TEKST TER BEOORDELING ->
========

Tegelijkertijd lijken die onderzoekers zich in hun streven naar empirische onderbouwing ook ingelaten te hebben met bepaalde takken van de academische psychologie, vigerende praktijken, die eerder aan sciëntisme en pseudowetenschap dan aan wetenschap doen denken. Op die manier hebben ze de psychoanalyse wel degelijk geassocieerd met een bedenkelijk discours dat zelfs in de populaire media steeds meer in een bespottelijk daglicht wordt gesteld (zie bijvoorbeeld het artikel in De Standaard van 28 augustus 2015 met als titel Psychologisch onderzoek deugt niet). In het vervolg van dit artikel stel ik me daarom de vraag hoe de psychoanalyse zich tegelijkertijd oprecht kan engageren in het project van de wetenschap én zich kan distantiëren van sciëntisme en pseudowetenschappelijke praktijken.
Psychoanalyse en wetenschap
Laten we de maatschappelijke vraag naar empirische onderbouwing eens aandachtig bekijken. Die vraag haalt haar autoriteit, haar dwingende kracht uit het feit dat ze in naam van de wetenschap geformuleerd wordt. Het enige grote verhaal dat de westerse mens nog rest, is het verhaal van de wetenschap. Wie zich daar niet op een of andere manier in weet te ankeren, kan niet serieus worden genomen. Op die manier wordt de vraag naar de criteria van wetenschappelijkheid in de academische psychologie heel pertinent. Het zijn die criteria die bepalen wat als wetenschappelijk fundament voor psychotherapieën kan tellen en wat niet.
Het hedendaagse paradigma in de academische psychologie kreeg momentum nadat het naziregime de Duits-Oostenrijkse onderzoekstraditie in de psychologie — waarvan de meeste grote figuren Joden waren — met geweld van de kaart veegde (Watson 1934). In dit onderzoeksparadigma stond de gevalsstudie centraal en speelden metingen een ondergeschikte rol. Er werd algemeen aanvaard dat een meting slechts interpretabel was als men haar kon plaatsen in de unieke samenhang van subjectieve kenmerken van de onderzochte personen. Een score op een vragenlijst die bijvoorbeeld depressie meet betekent op zich eigenlijk heel weinig. Een hoge score kan wijzen op een lang aanslepende chronische depressie, maar hij kan ook wijzen op een overlijden, een ontgoocheling op het niveau van carrière enzovoorts. Op dezelfde manier kan een lage score van alles betekenen. Hij kan betekenen dat er geen depressieve klachten zijn, maar hij kan evengoed betekenen dat iemand hardnekkig ontkent dat hij depressief is.

========

Gegevens voor het aanwijzen van regio's
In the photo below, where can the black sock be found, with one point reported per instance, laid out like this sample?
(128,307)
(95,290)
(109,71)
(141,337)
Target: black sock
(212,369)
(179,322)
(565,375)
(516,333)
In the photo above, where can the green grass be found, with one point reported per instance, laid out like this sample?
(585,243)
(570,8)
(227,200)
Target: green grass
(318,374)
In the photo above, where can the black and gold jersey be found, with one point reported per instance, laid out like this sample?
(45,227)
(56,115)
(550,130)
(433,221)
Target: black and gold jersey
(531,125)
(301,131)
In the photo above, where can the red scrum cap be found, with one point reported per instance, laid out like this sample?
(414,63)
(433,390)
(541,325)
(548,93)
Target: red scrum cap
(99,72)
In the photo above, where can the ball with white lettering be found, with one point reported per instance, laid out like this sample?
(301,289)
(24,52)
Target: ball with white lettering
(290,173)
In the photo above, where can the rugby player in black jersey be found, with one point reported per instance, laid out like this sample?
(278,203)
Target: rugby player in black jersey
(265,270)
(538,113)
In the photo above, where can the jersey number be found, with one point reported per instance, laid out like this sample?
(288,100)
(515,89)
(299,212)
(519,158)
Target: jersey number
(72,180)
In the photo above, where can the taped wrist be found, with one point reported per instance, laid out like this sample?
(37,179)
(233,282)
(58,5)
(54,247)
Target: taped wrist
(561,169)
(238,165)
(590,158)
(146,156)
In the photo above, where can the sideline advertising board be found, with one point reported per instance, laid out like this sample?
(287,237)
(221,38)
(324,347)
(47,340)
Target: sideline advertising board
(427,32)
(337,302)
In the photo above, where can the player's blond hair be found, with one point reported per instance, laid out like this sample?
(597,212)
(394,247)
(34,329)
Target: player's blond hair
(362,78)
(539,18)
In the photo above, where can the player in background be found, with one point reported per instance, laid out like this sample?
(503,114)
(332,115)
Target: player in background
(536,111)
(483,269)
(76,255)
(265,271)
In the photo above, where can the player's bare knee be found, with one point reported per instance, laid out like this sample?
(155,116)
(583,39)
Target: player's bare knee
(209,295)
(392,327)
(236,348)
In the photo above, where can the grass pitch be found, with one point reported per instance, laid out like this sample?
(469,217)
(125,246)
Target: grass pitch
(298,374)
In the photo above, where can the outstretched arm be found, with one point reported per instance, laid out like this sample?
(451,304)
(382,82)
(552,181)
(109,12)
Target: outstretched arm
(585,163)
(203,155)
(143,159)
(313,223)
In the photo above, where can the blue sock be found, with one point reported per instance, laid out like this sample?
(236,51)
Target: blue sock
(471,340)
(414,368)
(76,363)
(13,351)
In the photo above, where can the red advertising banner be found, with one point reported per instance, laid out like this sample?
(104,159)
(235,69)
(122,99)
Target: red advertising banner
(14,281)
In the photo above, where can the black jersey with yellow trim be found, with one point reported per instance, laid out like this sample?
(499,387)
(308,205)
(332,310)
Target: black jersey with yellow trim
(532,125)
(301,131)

========

WAT JE MOET DOEN -> Zet de tekst over psychoanalyse en wetenschap voort vanaf de zin die eindigt op "dat iemand hardnekkig ontkent dat hij depressief is".

RESULTAAT OPDRACHT ->
In de naoorlogse psychologie veranderde de aard van metingen radicaal. De academische psychologie zette vanaf dan vooral in op het gestandaardiseerd meten van psychische kenmerken in zo groot mogelijke steekproeven om vervolgens via statistische inferentie samenhangen ertussen te bestuderen. Men ging er dus niet langer van uit dat metingen — van om het even welke aard — slechts interpretabel waren binnen de context van het ruimere subjectieve verhaal van de betrokkenen. Men veronderstelde daarentegen dat de metingen op gestandaardiseerde manier — over alle subjecten heen gelijk — geïnterpreteerd konden worden.
Er werd binnen dit paradigma een heel diverse set van meetinstrumenten ontwikkeld, waarvan vooral de vragenlijst massaal gebruikt wordt in onderzoek. Het is genoegzaam bekend hoe een vragenlijst werkt. Er wordt een uitspraak gepresenteerd — bijvoorbeeld ‹Ik voel me vaak afhankelijk in relaties› — en je moet via introspectie op een schaal van 1 tot 5 aanduiden in welke mate die uitspraak op jou van toepassing is. Daarnaast werden natuurlijk ook andere meetinstrumenten ontwikkeld, zoals impliciete maten en alle soorten ratingsystemen.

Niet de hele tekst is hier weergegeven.